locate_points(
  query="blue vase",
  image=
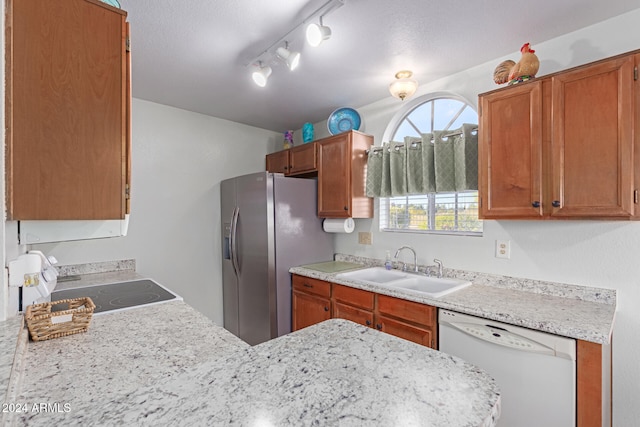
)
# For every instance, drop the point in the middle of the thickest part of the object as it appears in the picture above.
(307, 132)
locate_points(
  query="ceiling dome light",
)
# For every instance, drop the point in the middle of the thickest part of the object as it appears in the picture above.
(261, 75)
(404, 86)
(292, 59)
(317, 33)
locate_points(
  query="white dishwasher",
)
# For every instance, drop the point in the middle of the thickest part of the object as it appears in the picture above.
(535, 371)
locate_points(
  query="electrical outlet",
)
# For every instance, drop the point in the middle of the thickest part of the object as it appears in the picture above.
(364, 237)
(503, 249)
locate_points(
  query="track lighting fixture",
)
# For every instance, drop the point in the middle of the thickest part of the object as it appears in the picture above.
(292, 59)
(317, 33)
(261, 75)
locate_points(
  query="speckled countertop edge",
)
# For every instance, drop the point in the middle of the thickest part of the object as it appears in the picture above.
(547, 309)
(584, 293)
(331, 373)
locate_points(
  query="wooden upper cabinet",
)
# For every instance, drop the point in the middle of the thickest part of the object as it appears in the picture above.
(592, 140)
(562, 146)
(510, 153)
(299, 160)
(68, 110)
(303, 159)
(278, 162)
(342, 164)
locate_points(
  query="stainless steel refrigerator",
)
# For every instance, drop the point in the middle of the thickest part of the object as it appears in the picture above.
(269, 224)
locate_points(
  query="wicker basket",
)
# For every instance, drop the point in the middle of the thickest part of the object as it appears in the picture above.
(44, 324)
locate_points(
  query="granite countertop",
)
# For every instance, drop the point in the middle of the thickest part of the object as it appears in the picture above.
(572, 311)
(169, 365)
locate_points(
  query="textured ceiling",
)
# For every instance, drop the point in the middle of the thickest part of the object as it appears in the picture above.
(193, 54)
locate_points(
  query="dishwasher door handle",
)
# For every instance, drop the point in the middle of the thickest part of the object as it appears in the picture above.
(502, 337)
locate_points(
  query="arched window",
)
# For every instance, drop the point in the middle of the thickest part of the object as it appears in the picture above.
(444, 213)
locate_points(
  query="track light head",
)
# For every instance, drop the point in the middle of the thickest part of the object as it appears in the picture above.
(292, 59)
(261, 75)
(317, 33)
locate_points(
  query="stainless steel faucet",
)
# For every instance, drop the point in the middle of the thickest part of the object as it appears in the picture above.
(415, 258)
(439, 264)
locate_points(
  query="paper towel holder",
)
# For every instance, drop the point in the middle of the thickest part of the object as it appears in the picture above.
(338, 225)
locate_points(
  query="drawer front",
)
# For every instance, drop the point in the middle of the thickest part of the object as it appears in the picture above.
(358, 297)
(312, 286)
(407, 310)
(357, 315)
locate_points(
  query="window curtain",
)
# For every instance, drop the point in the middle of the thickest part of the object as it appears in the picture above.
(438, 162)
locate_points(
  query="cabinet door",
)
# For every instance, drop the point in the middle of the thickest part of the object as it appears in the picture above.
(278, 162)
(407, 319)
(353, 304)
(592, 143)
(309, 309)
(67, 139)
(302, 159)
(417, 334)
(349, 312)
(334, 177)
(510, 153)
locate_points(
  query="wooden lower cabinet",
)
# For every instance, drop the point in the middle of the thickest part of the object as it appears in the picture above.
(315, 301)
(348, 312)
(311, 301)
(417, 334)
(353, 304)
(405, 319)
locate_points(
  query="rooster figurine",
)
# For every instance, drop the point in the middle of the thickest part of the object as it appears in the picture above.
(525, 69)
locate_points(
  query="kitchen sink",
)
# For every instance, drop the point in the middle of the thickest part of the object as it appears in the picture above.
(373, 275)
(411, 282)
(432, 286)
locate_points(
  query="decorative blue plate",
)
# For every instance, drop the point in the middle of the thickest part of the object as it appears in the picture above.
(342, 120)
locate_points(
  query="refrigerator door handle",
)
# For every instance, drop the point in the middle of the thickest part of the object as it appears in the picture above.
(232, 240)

_THE TASK_: When you return the listing, keep each line exact and leave the pictures out.

_SOLUTION FOR THIS TASK_:
locate_points(
  query="blue vase",
  image=
)
# For every instance, drop the point in the middle of the thickest part of the object as it appears in the picture above.
(307, 132)
locate_points(
  query="ceiling dome light",
)
# For every instance, drop the point in the middle of the thickest part of the object as it appears in the picture above.
(261, 75)
(404, 86)
(292, 59)
(317, 33)
locate_points(
  query="white dishwasher",
)
# For every instance, drop the point in the middle of the thickest part of the object as it appears in the picture above.
(535, 371)
locate_points(
  query="electrical outlet",
)
# For every instance, drop the point in the middle of the thickest part of the object as it appears in the picture above.
(364, 237)
(503, 249)
locate_points(
  query="track lighting fixture",
)
# For every instance, drop the point in the middle of the thickest part of the object as it appears in the picture above.
(292, 59)
(317, 33)
(261, 75)
locate_points(
  query="speckled countertop edge",
)
# For every instance, drop the point in the middle of the thickest part of the object as it appears in the picture above.
(547, 309)
(584, 293)
(331, 373)
locate_points(
  query="wooden upper cabinet",
)
# For every instance, drop the point in the middle of the thickest part of the object as it appears in the picture above.
(592, 140)
(562, 146)
(510, 153)
(299, 160)
(68, 110)
(303, 159)
(278, 162)
(342, 164)
locate_points(
  query="stainless steel refrigerator",
)
# For every instance, drop the point in the middle of the thickest part of the object as it appears in the picture above.
(269, 224)
locate_points(
  query="wicker basket",
)
# For every instance, drop the point in the middle of the thickest part of the object as it appears in the picture above.
(44, 324)
locate_points(
  query="granite countertop",
)
# For every instance, drop the point in the middle of the thickest part of the object as it appears in the picture above.
(572, 311)
(169, 365)
locate_points(
  query="textured ceiling",
)
# For every instance, drop the point in the middle of the thickest part of the object as it appears in the picture above.
(193, 54)
locate_points(
  query="dishwasher door handle",
)
# For every instance, drop the point in the middle of the thickest part of the object as it appears in the picture above.
(502, 337)
locate_points(
  query="arched window",
)
# For every instance, drop the point in the middle of the thickest part of the object as it appears in the picture above.
(444, 213)
locate_points(
  query="track light head",
)
# For every instance, drop the point in the middle of the thickest part of the object as it appears in the picture above.
(292, 59)
(261, 75)
(317, 33)
locate_points(
  query="stainless steel faucet",
)
# For every instance, drop the point in the middle of the thickest part of the object as it appears in the picture above.
(415, 258)
(439, 264)
locate_points(
  query="paper towel holder",
)
# For every instance, drop the point in the middle of the thickest part of the object as it appears in the picture above.
(338, 225)
locate_points(
  query="drawer front",
)
# For every instance, drop the point in the middle of the thickest part of the object as it appears in the picture above.
(358, 297)
(312, 286)
(407, 310)
(357, 315)
locate_points(
  query="window curtain",
)
# For every instance, drop the point in the middle of the thickest part of the object as it appears in the picture above.
(438, 162)
locate_points(
  query="cabinet door",
)
# For every instance, drop the point in the middle of the thickest part of the object as it appears in the picture above.
(278, 162)
(407, 319)
(353, 304)
(592, 143)
(309, 309)
(67, 139)
(302, 159)
(417, 334)
(349, 312)
(334, 177)
(510, 153)
locate_points(
  query="wooden lower cabinet",
)
# For every instance, drop the point in the middle of the thickest part of the object as it appears in the picture above.
(315, 301)
(348, 312)
(311, 301)
(417, 334)
(353, 304)
(405, 319)
locate_points(
  query="rooster figurine",
)
# For every instance, drop the point in the middle of the thickest part of the object as it appears in the picture above.
(525, 69)
locate_points(
  query="kitchen sink",
)
# For every instance, drop the point in the middle of the thickest part of the object as it appears in the picture above.
(373, 275)
(411, 282)
(432, 286)
locate_points(
  query="decorative blue plate",
)
# For every instance, drop the point in the middle of the thickest part of the object as it appears in the picture above.
(342, 120)
locate_points(
  query="refrigerator door handle",
)
# For every instance, drop the point in the middle of the thickest part of the object as it appears in the picture above.
(232, 240)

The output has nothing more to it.